▶ [COMPITO]:
Prosegui il brano fornito sulla scuola pubblica italiana, ripartendo subito dopo la sua ultima frase.

▶ [BRANO FORNITO]:

┄┄┄┄┄┄

Publie le domenica 7 febbraio 2010 par Open-Publishing

La scuola e la ricerca dovrebbero essere il punto di eccellenza di uno stato moderno, l’investimento che lo prepara a un futuro migliore e più competitivo.

Al contrario, la scuola pubblica italiana, che un tempo era vanto ed onore, è stata scaricata da politiche dissennate di questo Governo e oggi declina nell’abbandono sotto la gestione di ministri improvvisati e abborracciati, scelti solo per cedere senza esitazione ai tagli progressivi decisi per motivi puramente economici dal Ministro delle Finanze.

┄┄┄┄┄┄

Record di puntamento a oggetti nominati

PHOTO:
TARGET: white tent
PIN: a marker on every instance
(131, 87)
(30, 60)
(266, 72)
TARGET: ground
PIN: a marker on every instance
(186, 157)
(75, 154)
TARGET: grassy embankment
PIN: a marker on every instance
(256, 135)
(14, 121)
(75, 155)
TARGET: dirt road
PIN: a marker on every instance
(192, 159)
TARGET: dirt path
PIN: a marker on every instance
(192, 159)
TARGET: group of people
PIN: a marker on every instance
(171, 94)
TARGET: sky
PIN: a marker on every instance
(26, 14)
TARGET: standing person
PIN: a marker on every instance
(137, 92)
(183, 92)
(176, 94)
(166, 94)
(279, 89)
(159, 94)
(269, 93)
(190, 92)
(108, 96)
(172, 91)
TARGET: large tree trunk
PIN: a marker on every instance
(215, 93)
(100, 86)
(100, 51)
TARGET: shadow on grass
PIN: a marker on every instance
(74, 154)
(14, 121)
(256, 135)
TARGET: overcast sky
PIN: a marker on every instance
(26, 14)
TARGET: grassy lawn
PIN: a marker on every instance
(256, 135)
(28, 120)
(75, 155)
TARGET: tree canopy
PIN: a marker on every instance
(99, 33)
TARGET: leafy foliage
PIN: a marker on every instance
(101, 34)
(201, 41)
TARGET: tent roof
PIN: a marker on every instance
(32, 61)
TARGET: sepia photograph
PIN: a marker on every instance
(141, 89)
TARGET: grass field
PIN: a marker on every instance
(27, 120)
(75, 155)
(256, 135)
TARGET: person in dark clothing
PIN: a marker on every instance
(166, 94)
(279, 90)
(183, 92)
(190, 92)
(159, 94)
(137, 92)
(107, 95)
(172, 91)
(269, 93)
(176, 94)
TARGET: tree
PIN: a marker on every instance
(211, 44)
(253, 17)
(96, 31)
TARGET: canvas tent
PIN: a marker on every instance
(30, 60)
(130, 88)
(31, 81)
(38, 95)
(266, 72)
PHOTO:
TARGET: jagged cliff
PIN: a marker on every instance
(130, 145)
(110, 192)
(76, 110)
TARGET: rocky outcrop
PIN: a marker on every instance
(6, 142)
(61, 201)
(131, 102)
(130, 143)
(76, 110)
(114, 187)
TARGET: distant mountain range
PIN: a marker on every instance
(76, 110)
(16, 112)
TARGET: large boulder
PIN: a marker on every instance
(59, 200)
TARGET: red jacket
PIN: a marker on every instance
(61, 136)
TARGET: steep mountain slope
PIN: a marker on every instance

┄┄┄┄┄┄

▶ [RISPOSTA ATTESA]:
Intanto che questo scempio procede, per accattivarsi le autorità ecclesiali, il Governo rende stabili i professori di religione, aumenta il loro stipendio di 220 €, allarga le concessioni alle scuole private, e nel contempo riduce i diritti degli insegnanti laici, li rende ancor più precari, riduce le supplenze e opera tagli insensati alla scuola pubblica che già versa in condizioni di estreme difficoltà. Siamo arrivati ai tagli a personale e materiale delle pulizie, quando sono già molti anni che in tante scuole i ragazzi portano in classe carta igienica, detersivi o gessetti. Arriveremo alla scuola di Mussolini quando i ragazzi portavano a scuola un pezzo di legno per scaldarsi.

Moratti e Gelmini, su linee direttive completamente opposte, non hanno fatto altro che accelerare il degrado, aumentando il disagio dei ragazzi e delle famiglie e abbassando il livello di scolarità e di formazione.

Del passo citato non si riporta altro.